Finalmente fui ver tua exposição na Praça da Liberdade. Como deve ter lhe contado o Affonso Ávila, aquilo virou uma procissão de centros culturais, um corredor ou algo assim. Naquele de um banco, fizeram agora uma mostra com as tuas coisas. Eu confesso que custei para encontrar as salas todas, mas quando achei meu caminho dentro das galerias, ouvi tua voz de novo no meu ouvido, aquele som de trovão que me mostrou o caminho há quase duas décadas. Talvez você não ficasse tão incomodado quanto eu fiquei com as paredes coloridas – afinal, você sempre falava que aquelas tuas cores não eram de fato cores no sentido pictórico, mas informação cromática gráfica. Talvez você conseguisse me explicar por que a exposição não tem trabalhos históricos, como se você não precisasse deles mesmo depois de mais de dez anos da tua morte. E por que tem trabalhos de poucas coleções, todas em Minas, e por que a nem um museu foi pedida uma escultura tua – penso pelo menos na Pampulha, logo ali, a quem você doou peças tão bonitas e importantes, mas o MAM do Rio é igualmente aquinhoado. E talvez você me respondesse, um pouco sério e um pouco irônico, que não fosse esta parcialidade seria outra. Que tudo é mesmo relativo neste mundo. Nunca me esqueço de quando te encontrei em Vitória, onde fui para apenas ver tua exposição, uma exposição deslumbrante, e você me perguntou: “você veio aqui só pra isso”? Você estava falando sério? Nunca saberei.

### Material fornecido
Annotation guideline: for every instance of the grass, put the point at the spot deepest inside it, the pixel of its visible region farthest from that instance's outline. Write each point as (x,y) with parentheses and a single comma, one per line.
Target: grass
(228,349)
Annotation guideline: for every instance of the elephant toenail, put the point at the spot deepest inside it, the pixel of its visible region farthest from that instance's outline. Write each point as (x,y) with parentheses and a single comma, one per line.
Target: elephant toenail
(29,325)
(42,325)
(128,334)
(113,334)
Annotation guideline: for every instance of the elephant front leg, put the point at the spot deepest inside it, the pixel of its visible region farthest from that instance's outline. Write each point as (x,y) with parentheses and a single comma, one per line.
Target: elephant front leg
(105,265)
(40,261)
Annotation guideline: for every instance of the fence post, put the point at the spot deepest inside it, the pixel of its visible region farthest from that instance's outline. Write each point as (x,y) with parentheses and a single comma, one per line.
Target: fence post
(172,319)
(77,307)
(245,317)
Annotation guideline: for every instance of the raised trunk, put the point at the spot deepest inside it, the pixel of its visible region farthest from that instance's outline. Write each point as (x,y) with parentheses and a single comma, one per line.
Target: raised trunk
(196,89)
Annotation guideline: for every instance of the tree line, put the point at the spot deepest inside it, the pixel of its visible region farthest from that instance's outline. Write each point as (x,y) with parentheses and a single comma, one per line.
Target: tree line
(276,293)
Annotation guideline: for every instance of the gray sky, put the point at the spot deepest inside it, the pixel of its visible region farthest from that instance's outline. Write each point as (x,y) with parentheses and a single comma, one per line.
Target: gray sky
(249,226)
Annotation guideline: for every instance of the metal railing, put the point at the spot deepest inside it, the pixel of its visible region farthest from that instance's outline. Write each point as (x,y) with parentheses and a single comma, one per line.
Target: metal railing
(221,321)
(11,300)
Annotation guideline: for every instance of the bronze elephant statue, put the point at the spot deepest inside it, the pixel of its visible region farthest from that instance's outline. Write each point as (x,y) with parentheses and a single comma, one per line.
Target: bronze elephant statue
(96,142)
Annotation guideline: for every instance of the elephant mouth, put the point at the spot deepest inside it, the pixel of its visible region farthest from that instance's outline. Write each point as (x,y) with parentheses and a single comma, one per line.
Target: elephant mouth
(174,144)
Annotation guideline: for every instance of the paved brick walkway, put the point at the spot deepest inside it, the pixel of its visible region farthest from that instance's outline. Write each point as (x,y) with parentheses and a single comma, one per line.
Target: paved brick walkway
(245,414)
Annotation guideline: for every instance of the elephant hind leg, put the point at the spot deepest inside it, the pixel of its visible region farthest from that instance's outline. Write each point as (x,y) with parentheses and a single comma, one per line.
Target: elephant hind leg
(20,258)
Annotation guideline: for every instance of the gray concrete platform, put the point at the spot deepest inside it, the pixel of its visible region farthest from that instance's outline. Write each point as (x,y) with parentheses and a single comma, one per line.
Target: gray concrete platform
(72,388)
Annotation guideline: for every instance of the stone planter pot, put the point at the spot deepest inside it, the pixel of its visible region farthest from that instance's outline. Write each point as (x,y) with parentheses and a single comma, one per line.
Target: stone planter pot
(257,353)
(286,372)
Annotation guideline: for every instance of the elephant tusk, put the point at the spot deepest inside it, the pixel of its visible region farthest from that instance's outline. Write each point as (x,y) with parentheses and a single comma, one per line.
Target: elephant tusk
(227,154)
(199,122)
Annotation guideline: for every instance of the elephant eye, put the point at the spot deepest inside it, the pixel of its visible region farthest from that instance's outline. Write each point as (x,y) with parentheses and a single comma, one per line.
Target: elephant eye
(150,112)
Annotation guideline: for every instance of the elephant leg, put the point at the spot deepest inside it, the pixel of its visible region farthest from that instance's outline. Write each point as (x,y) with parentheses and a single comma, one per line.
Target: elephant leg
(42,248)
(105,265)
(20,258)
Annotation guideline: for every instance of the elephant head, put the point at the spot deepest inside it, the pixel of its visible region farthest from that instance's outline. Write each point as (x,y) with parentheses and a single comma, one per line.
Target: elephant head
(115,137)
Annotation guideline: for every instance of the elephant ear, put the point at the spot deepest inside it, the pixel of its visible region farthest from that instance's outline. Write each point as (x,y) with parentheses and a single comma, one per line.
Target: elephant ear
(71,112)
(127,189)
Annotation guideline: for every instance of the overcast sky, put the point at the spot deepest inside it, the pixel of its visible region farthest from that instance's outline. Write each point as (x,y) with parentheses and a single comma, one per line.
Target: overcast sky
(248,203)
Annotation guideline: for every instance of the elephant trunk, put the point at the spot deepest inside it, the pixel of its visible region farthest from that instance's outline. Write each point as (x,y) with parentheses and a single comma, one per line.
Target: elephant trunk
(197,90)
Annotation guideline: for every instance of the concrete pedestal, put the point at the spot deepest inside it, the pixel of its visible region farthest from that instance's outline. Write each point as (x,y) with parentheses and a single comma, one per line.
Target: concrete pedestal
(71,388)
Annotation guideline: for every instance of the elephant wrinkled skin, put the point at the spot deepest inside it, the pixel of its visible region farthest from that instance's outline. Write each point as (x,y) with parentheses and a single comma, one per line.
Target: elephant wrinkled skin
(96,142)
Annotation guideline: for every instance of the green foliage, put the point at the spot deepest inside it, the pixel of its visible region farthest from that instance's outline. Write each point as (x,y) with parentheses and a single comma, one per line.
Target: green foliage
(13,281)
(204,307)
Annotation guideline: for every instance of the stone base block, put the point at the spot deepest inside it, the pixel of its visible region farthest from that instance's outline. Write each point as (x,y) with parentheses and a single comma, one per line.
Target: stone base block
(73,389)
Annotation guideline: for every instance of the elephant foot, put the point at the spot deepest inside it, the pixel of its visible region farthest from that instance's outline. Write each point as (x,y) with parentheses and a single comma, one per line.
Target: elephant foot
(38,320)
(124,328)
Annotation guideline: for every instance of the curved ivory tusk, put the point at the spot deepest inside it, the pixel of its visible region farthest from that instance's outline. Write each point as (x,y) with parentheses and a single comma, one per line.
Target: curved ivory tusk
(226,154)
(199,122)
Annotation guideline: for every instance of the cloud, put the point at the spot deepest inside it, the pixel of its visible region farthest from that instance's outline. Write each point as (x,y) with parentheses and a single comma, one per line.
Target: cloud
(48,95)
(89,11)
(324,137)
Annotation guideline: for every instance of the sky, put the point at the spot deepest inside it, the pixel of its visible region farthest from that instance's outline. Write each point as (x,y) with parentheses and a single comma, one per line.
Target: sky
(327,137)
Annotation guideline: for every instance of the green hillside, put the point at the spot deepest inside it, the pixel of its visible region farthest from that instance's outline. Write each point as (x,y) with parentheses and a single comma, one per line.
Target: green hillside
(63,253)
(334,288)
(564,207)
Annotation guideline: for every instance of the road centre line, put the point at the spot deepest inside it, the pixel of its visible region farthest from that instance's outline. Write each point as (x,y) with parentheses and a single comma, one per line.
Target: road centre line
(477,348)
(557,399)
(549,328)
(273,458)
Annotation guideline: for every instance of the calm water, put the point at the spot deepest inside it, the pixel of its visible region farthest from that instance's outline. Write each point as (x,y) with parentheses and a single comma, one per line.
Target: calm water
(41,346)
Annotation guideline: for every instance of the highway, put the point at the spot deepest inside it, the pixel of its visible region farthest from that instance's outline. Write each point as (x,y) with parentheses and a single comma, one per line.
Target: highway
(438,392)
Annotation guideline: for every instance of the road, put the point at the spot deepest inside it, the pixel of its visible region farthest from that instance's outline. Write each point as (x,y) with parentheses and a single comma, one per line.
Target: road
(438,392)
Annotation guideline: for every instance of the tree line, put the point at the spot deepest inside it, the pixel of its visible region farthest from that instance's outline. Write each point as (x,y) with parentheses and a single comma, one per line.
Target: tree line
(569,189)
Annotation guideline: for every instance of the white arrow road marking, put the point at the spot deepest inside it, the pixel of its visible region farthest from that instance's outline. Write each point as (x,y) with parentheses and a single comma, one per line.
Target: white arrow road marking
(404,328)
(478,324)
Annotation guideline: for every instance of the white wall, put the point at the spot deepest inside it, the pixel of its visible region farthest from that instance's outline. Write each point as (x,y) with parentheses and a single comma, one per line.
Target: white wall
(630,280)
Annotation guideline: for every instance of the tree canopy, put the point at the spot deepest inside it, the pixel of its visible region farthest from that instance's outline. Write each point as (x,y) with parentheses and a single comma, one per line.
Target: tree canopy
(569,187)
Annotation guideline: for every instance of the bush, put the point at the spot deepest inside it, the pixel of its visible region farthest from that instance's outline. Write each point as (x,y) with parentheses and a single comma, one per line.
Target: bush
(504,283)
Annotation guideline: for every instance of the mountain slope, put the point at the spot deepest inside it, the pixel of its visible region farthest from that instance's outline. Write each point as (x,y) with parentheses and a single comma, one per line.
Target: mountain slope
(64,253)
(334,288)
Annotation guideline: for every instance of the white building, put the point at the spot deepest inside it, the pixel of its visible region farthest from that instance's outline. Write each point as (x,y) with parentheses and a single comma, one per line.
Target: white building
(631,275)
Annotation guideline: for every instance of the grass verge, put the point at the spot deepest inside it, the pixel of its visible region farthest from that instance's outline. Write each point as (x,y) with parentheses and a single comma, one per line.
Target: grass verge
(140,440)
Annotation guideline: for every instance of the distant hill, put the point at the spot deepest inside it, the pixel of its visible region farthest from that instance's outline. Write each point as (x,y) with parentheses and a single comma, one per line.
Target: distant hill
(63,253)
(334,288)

### Tarefas
- 1) Em que praça fica a exposição de que fala a página?
- 2) Reescreva em forma de lista, de modo mais curto, o parágrafo da página que começa com “Finalmente fui ver tua exposição”, mantendo os fatos principais.

### Respostas
- 1) Na Praça da Liberdade.

- 2)
- Quem escreve foi ver a exposição do artista na Praça da Liberdade, que virou uma sequência de centros culturais. A mostra está no centro cultural de um banco.
- Foi difícil achar todas as salas. Dentro das galerias, voltou à memória a voz do artista, que mostrou o caminho a quem escreve há quase vinte anos.
- As paredes coloridas incomodaram quem escreve. O artista dizia que suas cores não eram cores no sentido pictórico, mas informação cromática gráfica.
- A mostra não tem trabalhos históricos, mesmo passados mais de dez anos da morte do artista.
- As obras vêm de poucas coleções, todas em Minas.
- Nenhum museu foi procurado para emprestar uma escultura, nem o da Pampulha, a quem o artista doou peças importantes, nem o MAM do Rio.
- Quem escreve imagina o artista respondendo, meio sério e meio irônico, que, se não fosse essa parcialidade, seria outra, pois tudo é relativo.
- Fica a lembrança de um encontro em Vitória, numa exposição deslumbrante do artista. Quem escreve tinha ido só para vê-la, e ele perguntou: “você veio aqui só pra isso”? Nunca se saberá se ele falava sério.